## Activity
Copy word for word, please, the lines of the entries below running from the one containing "pixel 5 343" to the one containing "Target: front grille", both ends included.

## Input data
──────────

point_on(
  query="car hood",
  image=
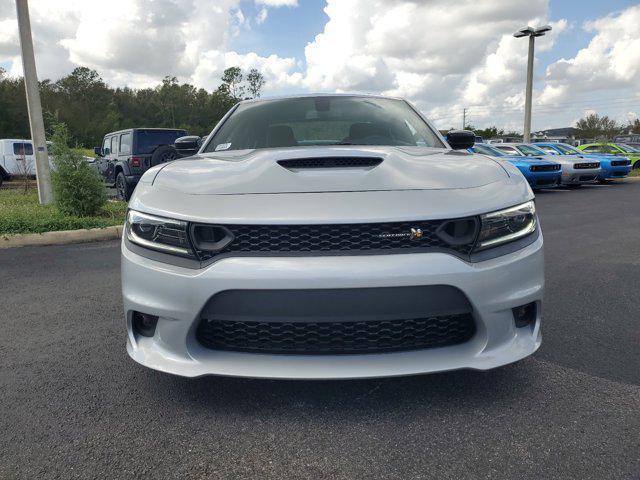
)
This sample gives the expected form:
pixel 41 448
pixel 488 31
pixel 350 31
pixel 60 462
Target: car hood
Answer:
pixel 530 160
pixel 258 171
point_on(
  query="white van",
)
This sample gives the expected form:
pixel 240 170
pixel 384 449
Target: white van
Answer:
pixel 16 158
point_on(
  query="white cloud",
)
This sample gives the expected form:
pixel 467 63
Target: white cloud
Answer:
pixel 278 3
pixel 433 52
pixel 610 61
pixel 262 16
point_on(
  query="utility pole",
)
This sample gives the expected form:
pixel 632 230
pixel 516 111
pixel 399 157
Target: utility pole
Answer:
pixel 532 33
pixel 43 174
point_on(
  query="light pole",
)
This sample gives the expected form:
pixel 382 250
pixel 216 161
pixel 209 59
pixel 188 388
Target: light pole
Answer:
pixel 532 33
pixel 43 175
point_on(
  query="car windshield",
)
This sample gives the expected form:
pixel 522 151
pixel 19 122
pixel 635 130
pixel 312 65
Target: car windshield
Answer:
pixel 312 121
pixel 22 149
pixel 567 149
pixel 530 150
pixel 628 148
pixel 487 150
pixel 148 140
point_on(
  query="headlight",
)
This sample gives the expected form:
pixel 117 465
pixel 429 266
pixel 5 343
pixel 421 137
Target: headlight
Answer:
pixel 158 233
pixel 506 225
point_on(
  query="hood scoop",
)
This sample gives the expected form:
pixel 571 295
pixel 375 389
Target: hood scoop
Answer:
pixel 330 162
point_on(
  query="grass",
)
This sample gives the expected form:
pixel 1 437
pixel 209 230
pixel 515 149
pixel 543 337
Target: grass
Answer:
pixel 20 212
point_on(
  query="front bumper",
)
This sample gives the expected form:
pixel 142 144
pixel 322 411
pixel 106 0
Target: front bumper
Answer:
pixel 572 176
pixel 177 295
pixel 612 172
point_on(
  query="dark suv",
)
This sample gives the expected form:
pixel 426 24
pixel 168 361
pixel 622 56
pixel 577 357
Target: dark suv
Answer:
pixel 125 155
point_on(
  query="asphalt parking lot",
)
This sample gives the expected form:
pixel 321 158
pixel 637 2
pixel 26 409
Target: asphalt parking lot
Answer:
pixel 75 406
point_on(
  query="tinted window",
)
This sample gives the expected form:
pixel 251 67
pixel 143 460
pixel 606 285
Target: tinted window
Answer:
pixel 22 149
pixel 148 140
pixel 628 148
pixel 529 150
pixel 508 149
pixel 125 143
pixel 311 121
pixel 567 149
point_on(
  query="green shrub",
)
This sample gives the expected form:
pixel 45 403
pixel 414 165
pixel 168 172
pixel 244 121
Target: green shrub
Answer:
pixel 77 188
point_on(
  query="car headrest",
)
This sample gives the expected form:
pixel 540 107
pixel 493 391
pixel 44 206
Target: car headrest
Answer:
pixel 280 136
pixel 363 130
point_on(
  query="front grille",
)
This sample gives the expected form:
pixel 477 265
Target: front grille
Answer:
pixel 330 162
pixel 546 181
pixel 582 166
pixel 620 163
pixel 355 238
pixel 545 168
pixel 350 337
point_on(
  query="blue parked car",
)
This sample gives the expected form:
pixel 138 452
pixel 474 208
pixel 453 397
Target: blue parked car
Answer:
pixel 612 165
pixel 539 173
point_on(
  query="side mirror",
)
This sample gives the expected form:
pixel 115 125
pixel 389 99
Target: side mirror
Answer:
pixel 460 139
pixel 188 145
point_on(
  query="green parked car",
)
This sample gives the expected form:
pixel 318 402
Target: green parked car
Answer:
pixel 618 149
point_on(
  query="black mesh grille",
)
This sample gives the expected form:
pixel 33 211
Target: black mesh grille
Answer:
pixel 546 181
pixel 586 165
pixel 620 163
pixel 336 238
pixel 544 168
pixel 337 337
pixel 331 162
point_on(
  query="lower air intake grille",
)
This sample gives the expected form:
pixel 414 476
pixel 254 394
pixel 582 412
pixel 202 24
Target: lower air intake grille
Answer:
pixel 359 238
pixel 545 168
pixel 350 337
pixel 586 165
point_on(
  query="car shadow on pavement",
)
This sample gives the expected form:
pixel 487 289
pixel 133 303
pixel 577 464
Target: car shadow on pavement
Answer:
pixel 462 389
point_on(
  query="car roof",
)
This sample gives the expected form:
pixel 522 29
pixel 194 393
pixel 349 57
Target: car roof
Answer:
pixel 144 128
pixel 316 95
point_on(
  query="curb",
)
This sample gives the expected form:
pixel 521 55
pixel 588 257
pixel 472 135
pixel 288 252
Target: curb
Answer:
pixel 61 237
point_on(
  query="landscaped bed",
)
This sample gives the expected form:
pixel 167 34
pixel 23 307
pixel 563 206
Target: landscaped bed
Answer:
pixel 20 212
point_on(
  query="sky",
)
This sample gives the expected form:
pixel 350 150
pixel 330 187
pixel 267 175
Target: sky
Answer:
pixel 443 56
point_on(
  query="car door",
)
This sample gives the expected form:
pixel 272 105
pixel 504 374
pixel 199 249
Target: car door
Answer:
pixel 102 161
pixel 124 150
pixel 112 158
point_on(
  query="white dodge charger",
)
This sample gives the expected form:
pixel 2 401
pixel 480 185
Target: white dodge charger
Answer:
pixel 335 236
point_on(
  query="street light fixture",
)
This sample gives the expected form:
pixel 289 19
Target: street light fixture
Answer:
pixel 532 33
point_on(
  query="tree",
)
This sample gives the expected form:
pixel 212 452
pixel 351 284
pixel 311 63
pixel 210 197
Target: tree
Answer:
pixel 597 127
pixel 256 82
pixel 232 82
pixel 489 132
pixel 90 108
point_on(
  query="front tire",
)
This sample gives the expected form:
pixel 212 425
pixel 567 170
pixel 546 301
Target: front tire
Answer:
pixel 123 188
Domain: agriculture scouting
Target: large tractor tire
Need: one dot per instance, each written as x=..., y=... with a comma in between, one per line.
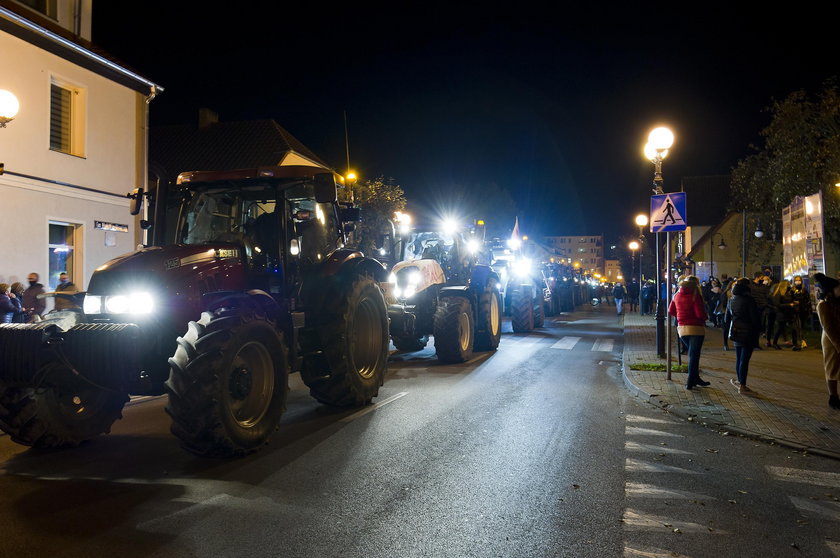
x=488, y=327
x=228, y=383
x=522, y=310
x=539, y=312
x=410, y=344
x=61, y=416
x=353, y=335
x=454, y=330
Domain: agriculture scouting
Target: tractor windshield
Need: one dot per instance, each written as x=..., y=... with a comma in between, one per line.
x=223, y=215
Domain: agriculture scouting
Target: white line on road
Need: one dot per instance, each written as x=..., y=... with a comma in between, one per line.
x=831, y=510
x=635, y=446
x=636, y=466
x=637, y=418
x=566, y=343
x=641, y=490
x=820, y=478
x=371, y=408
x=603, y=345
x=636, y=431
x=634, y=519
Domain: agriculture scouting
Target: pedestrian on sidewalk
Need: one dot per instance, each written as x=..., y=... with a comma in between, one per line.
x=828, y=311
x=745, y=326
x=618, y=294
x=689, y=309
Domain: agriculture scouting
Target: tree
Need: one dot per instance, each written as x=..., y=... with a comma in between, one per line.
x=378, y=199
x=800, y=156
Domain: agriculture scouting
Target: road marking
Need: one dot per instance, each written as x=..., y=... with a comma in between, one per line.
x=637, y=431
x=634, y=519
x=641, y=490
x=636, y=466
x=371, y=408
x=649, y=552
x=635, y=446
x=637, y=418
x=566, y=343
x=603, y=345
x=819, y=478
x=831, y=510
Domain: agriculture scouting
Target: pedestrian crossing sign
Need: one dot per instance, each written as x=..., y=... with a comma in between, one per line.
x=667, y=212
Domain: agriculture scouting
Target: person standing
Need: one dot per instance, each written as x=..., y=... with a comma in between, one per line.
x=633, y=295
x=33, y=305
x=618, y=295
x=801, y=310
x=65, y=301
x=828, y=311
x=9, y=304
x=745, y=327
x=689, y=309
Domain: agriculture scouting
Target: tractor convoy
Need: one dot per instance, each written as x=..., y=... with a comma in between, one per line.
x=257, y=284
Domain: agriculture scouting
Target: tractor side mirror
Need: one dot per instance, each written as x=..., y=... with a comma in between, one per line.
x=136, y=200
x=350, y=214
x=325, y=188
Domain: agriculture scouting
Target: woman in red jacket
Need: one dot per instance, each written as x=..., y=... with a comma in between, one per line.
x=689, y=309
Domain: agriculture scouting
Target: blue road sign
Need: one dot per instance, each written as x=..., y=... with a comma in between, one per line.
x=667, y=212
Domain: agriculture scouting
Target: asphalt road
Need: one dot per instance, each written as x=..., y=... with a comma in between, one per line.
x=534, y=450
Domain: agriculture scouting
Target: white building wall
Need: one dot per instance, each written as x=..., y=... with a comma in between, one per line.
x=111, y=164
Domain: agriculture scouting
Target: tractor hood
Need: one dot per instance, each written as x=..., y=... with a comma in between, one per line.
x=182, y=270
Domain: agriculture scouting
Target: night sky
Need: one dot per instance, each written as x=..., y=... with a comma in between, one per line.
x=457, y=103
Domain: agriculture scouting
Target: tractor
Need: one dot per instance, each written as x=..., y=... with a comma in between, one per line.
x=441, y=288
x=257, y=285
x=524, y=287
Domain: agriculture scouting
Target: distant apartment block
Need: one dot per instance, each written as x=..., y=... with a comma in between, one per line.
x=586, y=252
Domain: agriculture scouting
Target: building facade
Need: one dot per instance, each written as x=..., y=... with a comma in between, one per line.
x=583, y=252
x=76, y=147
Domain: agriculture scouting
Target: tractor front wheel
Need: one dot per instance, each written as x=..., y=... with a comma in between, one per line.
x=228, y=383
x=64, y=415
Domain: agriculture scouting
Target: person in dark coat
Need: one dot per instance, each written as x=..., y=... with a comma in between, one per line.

──────────

## Answer box
pixel 5 343
pixel 421 137
Target: headlight
Answer:
pixel 158 233
pixel 506 225
point_on(
  query="hood scoop",
)
This sample gives the expected form:
pixel 571 295
pixel 375 389
Target: hood scoop
Answer:
pixel 330 162
point_on(
  query="grass",
)
This sample gives the expected form:
pixel 1 437
pixel 209 230
pixel 515 149
pixel 543 337
Target: grass
Answer:
pixel 20 212
point_on(
  query="front bumper",
)
This sample gives the expected form:
pixel 142 144
pixel 322 411
pixel 106 0
Target: front bumper
Answer:
pixel 572 176
pixel 177 295
pixel 612 172
point_on(
  query="dark suv",
)
This sample gives the expected form:
pixel 426 24
pixel 168 361
pixel 622 56
pixel 577 357
Target: dark suv
Answer:
pixel 125 155
point_on(
  query="asphalt parking lot",
)
This sample gives the expected form:
pixel 321 158
pixel 637 2
pixel 26 409
Target: asphalt parking lot
Answer:
pixel 75 406
point_on(
  query="tinted window",
)
This sample gives the expected form:
pixel 251 67
pixel 143 460
pixel 606 285
Target: tinted window
Answer:
pixel 22 149
pixel 148 140
pixel 628 148
pixel 529 150
pixel 508 149
pixel 125 143
pixel 311 121
pixel 567 149
point_on(
  query="green shrub",
)
This sample gives the expected form:
pixel 45 403
pixel 414 165
pixel 168 172
pixel 244 121
Target: green shrub
Answer:
pixel 77 188
point_on(
  query="car headrest",
)
This sample gives the expected form:
pixel 540 107
pixel 493 391
pixel 44 206
Target: car headrest
Answer:
pixel 280 136
pixel 363 130
point_on(
  query="front grille",
)
This sample gives the expected form:
pixel 477 265
Target: front grille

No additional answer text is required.